(Records provided)

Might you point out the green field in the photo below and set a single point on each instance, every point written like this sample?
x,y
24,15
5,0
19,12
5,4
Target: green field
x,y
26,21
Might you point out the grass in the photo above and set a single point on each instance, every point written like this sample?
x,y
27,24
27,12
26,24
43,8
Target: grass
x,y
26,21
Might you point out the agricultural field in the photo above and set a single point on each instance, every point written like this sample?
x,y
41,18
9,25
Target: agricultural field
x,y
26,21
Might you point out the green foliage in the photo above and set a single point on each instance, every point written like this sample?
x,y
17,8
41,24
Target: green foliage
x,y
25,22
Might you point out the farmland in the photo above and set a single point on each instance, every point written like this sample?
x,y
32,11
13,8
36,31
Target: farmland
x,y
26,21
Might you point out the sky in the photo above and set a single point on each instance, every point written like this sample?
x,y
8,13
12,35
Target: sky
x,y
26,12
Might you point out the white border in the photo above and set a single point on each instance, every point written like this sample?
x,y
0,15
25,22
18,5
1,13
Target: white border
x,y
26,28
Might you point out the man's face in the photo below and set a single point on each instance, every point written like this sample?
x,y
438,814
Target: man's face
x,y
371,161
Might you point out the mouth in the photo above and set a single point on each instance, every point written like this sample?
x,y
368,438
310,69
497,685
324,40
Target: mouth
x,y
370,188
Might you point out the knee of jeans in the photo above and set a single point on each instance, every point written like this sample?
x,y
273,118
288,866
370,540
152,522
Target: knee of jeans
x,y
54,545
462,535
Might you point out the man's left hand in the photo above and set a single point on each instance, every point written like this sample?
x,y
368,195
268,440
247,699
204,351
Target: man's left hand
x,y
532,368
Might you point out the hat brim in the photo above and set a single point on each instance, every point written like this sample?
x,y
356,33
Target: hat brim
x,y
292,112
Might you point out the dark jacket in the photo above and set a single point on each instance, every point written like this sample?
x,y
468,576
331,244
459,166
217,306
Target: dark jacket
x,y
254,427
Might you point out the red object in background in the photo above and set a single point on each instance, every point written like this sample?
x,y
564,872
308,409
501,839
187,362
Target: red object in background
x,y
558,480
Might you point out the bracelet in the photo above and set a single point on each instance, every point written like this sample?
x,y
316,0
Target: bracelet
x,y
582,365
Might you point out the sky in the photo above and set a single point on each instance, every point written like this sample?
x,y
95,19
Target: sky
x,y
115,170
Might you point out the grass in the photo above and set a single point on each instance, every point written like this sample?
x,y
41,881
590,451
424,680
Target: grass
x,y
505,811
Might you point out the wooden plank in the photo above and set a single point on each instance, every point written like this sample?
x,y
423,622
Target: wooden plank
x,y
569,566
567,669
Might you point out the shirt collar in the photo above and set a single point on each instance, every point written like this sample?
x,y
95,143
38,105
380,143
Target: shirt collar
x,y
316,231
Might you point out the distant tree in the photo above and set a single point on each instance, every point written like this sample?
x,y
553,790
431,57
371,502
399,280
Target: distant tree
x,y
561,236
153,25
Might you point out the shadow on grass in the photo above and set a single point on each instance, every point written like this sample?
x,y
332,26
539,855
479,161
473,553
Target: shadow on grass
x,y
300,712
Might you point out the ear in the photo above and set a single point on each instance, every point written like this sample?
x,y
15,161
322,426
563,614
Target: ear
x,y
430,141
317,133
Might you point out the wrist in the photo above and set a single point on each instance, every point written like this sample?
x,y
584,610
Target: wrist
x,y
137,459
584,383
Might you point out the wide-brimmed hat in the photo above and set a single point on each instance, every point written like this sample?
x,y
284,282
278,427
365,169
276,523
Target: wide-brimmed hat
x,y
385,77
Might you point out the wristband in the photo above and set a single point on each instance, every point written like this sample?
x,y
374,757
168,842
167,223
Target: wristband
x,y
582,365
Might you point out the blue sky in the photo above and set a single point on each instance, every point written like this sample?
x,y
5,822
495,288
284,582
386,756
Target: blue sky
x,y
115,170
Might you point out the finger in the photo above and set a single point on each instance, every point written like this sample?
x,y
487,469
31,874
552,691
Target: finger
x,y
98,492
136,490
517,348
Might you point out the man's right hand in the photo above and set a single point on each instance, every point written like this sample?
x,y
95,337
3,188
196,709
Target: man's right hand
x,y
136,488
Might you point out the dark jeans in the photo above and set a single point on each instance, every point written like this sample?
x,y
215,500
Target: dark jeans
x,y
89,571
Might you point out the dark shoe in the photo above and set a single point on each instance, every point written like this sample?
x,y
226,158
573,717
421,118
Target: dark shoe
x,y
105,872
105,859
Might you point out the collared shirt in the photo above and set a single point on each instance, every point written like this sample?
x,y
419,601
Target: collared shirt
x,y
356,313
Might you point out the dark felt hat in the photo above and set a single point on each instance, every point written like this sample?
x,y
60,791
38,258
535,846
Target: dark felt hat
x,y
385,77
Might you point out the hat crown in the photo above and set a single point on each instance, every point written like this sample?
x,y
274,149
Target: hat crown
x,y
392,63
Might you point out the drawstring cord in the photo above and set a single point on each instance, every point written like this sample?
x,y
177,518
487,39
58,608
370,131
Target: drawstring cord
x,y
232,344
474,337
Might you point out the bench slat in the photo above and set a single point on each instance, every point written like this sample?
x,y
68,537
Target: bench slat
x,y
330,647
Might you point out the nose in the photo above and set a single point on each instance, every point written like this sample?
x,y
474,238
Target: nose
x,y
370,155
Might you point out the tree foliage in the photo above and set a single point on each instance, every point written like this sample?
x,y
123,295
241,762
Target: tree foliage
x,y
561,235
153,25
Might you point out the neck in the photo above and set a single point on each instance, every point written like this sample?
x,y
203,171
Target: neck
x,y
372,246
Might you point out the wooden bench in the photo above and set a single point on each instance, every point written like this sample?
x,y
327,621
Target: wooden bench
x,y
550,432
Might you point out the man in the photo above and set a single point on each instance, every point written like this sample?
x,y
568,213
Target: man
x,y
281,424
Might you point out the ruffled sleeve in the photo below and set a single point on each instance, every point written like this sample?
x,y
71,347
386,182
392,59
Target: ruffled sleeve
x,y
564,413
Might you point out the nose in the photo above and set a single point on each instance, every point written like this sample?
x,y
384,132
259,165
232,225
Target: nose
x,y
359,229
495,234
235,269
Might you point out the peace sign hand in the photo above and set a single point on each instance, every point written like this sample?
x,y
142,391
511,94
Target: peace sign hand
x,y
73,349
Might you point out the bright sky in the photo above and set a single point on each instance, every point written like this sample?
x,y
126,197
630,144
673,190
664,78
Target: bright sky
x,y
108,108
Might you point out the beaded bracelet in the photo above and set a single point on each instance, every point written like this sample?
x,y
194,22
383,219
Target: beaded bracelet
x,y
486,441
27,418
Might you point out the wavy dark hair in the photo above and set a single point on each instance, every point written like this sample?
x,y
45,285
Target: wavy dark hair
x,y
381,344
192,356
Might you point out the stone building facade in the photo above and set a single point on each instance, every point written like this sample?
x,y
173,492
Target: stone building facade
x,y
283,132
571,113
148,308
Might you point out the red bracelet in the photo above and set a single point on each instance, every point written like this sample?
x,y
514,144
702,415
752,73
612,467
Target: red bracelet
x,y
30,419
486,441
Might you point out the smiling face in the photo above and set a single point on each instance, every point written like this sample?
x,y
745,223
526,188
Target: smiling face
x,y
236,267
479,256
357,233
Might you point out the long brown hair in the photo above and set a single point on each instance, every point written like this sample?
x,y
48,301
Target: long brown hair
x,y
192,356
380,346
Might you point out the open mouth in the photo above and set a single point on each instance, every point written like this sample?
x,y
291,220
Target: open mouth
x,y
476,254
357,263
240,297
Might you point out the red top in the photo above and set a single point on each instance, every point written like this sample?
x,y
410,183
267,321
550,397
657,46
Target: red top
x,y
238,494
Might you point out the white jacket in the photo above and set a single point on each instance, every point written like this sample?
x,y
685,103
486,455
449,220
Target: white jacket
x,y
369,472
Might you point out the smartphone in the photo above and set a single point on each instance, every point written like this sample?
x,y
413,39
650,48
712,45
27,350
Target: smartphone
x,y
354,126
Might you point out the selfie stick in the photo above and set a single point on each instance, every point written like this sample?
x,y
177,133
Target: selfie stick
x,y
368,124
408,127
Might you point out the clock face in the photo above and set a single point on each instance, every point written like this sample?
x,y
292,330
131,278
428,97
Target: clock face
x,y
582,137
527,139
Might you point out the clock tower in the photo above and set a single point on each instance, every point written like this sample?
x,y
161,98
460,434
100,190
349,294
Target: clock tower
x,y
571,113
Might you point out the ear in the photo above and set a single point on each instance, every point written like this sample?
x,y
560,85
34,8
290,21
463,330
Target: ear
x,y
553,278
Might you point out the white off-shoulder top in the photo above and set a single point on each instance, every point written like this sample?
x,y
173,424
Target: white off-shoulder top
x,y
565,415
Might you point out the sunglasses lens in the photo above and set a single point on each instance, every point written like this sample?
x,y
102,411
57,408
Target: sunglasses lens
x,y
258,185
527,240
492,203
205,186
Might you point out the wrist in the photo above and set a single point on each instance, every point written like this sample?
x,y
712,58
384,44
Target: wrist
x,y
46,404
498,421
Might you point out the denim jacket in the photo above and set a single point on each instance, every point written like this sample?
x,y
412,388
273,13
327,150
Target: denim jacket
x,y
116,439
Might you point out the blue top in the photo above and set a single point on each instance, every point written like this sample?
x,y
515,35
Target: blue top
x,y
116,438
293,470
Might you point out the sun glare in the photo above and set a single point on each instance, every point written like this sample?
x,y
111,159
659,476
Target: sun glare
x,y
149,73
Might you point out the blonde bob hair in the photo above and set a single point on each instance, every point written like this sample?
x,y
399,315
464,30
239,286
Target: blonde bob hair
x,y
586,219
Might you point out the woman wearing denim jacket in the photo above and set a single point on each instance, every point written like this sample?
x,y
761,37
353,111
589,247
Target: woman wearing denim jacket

(End Records provided)

_Aim of the task_:
Report each line of the data in which "wearing" occurs.

_Solution for this exercise_:
Might you point out the woman wearing denim jacket in the photo above and set a single point on each instance, every point written like this sample?
Target: woman wearing denim jacket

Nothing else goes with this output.